- **WHAT YOU SHOULD DO**
Show each line of the material below that contains the word "outline".

--- Begin GIVEN DATA ---

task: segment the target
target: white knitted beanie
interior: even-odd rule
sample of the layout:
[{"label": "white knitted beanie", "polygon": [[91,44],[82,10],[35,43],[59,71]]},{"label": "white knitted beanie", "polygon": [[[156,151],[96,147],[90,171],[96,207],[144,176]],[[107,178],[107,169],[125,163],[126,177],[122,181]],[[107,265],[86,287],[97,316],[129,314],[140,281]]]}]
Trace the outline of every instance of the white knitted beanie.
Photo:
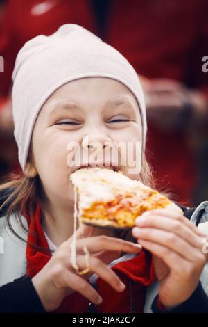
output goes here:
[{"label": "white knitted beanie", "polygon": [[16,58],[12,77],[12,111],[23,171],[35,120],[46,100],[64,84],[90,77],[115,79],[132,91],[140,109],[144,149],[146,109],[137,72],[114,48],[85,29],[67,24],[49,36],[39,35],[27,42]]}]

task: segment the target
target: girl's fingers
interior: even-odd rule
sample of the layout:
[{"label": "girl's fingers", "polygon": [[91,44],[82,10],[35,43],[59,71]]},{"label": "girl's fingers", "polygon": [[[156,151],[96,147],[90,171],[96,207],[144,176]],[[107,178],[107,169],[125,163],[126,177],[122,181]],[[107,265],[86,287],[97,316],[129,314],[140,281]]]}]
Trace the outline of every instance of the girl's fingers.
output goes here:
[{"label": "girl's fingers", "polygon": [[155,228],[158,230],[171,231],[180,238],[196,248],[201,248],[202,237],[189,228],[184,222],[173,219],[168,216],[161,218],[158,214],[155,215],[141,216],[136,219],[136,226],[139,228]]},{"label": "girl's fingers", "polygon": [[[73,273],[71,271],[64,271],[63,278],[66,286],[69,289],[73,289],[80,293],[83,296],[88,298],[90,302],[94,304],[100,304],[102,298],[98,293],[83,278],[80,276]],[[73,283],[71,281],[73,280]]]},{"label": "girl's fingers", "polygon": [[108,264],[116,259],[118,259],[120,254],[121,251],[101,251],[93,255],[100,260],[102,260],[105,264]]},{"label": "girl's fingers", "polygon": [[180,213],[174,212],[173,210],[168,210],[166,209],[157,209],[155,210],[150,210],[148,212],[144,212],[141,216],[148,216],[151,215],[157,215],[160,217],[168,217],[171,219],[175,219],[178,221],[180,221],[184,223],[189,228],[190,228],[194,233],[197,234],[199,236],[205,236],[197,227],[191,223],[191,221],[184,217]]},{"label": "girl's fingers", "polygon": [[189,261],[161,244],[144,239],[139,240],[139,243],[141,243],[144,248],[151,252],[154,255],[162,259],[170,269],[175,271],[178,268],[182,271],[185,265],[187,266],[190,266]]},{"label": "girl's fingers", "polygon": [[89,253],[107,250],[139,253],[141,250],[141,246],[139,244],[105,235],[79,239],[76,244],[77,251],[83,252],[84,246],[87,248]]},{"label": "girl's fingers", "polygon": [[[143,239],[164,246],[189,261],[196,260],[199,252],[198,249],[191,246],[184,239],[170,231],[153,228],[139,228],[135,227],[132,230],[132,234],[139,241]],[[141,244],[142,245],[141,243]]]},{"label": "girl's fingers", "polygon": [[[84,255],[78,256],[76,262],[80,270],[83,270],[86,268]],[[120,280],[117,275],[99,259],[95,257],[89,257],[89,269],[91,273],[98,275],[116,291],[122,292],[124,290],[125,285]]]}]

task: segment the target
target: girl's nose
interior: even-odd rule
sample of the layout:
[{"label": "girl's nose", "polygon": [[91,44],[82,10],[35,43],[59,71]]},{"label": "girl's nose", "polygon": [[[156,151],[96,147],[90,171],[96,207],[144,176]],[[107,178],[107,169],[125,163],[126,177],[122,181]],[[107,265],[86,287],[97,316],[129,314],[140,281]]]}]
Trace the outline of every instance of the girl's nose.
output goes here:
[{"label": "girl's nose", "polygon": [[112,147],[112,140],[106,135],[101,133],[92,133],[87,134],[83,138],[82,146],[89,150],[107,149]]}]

--- End GIVEN DATA ---
--- Begin GIVEN DATA ---

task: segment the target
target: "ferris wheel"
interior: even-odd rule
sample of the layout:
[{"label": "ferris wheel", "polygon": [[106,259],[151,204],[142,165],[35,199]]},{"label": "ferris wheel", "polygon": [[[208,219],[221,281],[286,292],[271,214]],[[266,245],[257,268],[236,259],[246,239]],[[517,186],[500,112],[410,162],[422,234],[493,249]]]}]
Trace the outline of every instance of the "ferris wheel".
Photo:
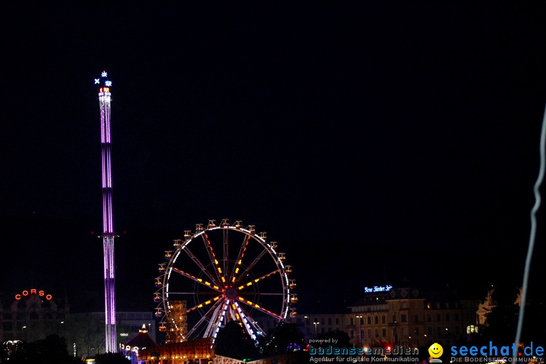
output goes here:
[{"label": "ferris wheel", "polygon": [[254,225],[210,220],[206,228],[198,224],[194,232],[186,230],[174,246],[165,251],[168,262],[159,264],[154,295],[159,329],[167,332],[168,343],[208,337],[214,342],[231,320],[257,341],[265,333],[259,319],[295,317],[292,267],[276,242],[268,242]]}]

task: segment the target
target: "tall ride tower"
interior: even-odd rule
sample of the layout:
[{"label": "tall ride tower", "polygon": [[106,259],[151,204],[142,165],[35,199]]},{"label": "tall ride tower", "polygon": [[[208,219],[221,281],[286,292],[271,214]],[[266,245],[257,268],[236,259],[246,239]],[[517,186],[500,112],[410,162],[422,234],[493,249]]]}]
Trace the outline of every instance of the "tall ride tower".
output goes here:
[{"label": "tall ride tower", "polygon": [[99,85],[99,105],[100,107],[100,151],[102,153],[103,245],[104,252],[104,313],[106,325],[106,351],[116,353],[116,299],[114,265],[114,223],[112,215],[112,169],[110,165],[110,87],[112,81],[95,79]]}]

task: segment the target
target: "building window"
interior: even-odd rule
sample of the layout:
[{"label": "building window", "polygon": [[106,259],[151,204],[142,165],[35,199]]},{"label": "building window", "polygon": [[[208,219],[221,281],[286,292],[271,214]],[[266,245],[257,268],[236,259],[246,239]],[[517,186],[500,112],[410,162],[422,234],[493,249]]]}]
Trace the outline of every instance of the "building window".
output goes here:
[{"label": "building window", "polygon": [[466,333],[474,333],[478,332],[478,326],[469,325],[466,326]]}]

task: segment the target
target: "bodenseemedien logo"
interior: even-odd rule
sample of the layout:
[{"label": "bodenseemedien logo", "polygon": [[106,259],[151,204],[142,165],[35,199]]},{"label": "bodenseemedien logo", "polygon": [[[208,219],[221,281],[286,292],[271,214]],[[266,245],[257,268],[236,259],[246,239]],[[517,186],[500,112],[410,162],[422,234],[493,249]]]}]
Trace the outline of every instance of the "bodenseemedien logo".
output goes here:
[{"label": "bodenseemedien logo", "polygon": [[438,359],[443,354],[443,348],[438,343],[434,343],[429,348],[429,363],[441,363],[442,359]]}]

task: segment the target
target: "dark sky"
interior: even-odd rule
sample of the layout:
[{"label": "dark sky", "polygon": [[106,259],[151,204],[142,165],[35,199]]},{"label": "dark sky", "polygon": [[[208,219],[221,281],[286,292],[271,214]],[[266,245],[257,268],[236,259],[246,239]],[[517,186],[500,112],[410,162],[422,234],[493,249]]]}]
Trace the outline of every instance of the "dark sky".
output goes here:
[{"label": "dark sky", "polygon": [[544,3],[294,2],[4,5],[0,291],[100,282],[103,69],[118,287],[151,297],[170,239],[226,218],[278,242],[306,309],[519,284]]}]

--- End GIVEN DATA ---

- **EXERCISE OUTPUT**
Trace the outline of every instance of the white knitted beanie.
Trace the outline of every instance of the girl's fingers.
Trace the outline of every instance of the girl's nose.
Trace the outline of every instance of the "ferris wheel".
Trace the outline of every instance of the "tall ride tower".
Trace the outline of every instance of the "building window".
Trace the outline of every instance of the "bodenseemedien logo".
Trace the outline of every instance of the "dark sky".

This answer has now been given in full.